┌────────

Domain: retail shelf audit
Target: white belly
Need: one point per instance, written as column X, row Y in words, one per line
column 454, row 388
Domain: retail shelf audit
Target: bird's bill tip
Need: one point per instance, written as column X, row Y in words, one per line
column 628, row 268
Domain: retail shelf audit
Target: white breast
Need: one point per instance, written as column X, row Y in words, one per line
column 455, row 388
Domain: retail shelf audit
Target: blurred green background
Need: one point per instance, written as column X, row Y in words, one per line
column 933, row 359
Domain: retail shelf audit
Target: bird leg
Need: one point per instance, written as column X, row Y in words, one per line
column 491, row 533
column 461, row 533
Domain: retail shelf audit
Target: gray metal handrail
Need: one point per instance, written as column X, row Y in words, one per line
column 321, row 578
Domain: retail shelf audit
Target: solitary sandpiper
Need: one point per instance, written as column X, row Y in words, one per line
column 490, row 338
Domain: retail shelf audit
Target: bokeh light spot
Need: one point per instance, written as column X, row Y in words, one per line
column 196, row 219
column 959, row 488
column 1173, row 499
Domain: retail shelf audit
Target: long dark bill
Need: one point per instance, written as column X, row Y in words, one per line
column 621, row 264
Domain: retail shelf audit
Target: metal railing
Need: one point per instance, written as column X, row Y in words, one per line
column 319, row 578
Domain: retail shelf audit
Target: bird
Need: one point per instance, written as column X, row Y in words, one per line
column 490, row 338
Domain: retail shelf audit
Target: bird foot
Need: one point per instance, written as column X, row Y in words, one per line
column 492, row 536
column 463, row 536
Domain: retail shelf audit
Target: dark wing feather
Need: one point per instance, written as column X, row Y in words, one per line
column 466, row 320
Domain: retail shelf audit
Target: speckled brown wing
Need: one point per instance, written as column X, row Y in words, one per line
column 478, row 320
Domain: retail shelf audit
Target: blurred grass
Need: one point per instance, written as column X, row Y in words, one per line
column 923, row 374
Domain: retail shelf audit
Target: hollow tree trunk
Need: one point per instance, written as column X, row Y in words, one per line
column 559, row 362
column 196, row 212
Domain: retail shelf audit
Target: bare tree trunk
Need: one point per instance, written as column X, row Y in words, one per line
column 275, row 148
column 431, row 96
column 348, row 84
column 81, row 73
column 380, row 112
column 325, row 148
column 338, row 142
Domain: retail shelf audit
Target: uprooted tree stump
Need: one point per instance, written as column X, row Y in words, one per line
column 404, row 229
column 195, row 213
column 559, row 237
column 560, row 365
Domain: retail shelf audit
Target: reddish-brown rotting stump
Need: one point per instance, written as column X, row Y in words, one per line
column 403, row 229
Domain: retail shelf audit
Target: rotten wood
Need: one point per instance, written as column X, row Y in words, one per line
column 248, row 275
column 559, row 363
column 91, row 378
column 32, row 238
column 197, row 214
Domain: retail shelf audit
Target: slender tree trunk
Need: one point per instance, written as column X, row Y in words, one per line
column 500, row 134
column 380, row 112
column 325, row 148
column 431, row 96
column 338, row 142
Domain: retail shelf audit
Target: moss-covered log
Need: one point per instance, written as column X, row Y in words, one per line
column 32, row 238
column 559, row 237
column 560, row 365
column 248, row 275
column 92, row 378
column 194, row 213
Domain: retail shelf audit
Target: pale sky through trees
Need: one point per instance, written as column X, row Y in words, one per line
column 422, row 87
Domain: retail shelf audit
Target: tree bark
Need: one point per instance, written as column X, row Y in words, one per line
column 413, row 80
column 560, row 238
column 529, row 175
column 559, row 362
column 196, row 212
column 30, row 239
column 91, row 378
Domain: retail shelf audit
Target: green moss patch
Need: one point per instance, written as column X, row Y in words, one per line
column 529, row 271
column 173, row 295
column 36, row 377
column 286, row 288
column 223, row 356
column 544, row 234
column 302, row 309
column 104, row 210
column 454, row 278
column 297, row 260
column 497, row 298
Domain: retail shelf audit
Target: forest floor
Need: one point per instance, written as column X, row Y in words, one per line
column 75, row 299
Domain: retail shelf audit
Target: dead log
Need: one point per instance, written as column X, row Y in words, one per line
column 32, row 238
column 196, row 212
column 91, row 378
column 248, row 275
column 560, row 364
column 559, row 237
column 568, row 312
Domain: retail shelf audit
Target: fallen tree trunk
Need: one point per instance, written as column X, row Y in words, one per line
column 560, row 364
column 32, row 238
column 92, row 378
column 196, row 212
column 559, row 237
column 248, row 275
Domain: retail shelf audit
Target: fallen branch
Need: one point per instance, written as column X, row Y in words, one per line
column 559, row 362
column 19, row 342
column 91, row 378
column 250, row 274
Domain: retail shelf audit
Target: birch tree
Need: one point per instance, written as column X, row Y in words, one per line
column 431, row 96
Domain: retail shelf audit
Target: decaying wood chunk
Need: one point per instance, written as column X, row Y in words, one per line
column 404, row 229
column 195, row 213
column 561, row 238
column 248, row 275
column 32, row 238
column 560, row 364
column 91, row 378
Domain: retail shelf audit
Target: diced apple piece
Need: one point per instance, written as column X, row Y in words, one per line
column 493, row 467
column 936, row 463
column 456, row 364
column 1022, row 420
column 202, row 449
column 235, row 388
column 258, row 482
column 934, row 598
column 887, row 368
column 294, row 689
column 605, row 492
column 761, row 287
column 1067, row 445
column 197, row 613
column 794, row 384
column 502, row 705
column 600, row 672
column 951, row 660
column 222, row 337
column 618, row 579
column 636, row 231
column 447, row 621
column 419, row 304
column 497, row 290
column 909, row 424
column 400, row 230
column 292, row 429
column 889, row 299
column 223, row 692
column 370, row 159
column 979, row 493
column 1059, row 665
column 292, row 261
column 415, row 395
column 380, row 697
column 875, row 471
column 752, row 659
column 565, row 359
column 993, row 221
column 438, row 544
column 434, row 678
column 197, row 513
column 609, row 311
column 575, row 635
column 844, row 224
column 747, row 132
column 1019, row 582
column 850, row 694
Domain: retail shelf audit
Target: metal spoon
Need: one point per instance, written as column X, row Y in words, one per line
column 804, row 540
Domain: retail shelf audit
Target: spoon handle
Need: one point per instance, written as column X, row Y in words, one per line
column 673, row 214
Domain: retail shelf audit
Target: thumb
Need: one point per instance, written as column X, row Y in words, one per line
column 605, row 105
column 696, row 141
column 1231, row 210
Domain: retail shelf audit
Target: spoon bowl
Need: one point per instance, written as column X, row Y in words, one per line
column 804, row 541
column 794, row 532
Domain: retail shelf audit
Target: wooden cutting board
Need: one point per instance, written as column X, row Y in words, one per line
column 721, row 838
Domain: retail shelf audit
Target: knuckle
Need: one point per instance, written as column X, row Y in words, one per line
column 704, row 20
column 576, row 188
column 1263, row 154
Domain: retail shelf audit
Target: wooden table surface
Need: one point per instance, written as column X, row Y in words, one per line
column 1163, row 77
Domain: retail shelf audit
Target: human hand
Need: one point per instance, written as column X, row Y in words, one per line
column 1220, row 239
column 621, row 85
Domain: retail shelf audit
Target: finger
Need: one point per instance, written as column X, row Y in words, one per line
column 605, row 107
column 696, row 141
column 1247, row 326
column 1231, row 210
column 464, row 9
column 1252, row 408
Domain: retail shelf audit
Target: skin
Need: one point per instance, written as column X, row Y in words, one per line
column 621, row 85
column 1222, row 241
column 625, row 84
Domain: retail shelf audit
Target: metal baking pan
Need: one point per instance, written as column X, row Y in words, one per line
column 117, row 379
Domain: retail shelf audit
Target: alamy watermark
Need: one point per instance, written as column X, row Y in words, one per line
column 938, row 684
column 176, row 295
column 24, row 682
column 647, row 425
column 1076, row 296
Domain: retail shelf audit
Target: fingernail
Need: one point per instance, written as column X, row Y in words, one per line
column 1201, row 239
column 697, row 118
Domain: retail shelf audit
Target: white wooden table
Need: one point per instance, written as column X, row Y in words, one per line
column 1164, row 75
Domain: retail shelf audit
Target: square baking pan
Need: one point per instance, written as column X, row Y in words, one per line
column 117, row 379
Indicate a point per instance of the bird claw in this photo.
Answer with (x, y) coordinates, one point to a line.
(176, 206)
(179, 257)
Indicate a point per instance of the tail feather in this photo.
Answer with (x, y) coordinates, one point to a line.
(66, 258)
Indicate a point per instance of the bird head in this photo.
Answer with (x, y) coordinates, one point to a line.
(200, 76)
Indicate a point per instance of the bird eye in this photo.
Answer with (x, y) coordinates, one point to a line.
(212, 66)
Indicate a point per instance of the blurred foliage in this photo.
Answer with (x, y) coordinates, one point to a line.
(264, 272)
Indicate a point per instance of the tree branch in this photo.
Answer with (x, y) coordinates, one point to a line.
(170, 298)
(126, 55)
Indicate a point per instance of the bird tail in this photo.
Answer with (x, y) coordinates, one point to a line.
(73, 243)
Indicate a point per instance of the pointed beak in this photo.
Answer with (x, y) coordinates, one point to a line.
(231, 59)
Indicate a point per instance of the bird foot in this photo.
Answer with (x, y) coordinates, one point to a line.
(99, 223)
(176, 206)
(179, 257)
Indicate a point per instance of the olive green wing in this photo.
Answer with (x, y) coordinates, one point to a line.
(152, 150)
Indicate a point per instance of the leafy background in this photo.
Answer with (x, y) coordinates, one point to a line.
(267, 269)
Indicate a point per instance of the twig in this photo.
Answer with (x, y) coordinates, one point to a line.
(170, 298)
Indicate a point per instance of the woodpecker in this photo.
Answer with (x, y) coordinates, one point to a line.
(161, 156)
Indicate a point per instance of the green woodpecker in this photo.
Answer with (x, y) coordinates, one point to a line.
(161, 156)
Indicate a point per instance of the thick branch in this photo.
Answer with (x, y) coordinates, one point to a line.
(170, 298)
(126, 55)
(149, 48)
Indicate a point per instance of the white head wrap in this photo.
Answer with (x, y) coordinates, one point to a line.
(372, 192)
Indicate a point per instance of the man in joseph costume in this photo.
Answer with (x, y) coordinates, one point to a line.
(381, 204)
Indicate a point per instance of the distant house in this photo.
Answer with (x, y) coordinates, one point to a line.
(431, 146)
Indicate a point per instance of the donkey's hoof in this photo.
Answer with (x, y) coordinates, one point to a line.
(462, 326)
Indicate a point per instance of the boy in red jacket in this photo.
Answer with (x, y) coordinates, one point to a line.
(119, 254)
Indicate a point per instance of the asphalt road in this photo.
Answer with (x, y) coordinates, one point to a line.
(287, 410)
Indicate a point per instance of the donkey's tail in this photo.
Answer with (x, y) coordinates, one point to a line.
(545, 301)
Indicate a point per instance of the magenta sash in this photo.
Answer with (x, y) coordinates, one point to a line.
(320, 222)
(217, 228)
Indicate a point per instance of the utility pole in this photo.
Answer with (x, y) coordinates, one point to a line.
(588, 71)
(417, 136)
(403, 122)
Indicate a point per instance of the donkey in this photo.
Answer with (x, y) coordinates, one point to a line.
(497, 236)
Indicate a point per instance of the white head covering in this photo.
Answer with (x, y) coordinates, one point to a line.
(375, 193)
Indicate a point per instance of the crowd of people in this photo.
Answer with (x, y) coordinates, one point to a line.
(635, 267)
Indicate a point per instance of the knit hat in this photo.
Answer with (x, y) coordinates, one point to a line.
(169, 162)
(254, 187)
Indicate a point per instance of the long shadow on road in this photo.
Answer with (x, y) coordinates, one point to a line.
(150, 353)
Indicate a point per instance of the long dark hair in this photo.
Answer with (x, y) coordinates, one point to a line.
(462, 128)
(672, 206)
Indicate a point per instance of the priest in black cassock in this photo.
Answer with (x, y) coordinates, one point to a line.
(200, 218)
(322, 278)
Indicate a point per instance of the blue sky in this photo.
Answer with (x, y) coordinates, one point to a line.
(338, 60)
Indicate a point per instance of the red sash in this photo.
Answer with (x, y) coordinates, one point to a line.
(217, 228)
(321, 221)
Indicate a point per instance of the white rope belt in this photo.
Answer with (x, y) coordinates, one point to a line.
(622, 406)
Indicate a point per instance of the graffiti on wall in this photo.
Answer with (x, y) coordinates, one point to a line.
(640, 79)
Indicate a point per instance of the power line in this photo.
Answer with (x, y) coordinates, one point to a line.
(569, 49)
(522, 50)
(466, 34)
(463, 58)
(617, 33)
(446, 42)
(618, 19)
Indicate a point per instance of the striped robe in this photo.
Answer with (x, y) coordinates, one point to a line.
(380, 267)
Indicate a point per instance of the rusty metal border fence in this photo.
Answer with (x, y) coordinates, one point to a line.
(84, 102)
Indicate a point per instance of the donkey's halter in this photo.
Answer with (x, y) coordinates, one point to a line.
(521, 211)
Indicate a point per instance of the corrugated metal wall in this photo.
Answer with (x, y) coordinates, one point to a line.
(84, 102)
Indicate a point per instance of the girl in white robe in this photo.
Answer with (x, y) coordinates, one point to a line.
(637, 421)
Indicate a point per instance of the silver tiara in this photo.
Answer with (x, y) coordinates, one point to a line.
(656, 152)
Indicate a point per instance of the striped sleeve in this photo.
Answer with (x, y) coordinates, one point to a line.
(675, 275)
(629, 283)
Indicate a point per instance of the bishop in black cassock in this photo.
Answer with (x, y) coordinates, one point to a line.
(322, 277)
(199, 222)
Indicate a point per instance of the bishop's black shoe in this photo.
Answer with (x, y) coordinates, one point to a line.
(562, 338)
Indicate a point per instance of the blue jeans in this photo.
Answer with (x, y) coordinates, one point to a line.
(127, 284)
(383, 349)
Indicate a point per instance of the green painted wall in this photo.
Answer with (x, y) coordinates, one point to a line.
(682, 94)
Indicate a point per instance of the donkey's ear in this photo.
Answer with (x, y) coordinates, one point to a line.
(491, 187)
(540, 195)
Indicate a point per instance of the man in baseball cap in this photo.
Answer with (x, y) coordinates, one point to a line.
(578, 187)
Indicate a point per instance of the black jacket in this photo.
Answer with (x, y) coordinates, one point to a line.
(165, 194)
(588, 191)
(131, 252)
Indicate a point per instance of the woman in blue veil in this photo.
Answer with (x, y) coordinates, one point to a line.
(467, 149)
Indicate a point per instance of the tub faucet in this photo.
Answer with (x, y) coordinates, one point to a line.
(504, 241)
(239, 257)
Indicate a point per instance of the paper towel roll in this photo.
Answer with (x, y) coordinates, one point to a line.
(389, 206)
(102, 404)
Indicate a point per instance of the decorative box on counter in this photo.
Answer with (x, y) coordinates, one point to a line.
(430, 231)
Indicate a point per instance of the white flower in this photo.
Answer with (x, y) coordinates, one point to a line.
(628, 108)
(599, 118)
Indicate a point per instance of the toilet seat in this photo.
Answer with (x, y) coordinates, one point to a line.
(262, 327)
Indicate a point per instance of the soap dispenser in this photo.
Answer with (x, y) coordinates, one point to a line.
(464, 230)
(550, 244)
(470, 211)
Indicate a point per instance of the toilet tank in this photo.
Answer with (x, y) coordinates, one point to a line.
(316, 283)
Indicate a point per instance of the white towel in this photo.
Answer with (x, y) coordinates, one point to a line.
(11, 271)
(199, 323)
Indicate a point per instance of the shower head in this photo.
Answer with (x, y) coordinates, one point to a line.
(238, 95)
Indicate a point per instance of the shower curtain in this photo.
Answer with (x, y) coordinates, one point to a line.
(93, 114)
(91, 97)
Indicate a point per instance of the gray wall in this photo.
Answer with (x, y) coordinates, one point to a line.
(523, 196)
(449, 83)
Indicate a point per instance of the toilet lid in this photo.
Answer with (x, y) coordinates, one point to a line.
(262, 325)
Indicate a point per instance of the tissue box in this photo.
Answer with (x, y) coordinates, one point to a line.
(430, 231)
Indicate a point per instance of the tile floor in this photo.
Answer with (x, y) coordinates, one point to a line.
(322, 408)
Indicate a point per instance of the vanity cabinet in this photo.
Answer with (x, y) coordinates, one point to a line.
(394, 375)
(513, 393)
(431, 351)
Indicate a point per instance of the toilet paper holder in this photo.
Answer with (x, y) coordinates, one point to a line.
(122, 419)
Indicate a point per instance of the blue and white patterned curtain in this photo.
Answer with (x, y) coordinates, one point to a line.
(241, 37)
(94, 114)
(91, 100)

└────────

When the word "fallen" appears in a line of the listing, copy that line.

→ Answer to this exercise
Target: fallen tree trunk
Target: fallen branch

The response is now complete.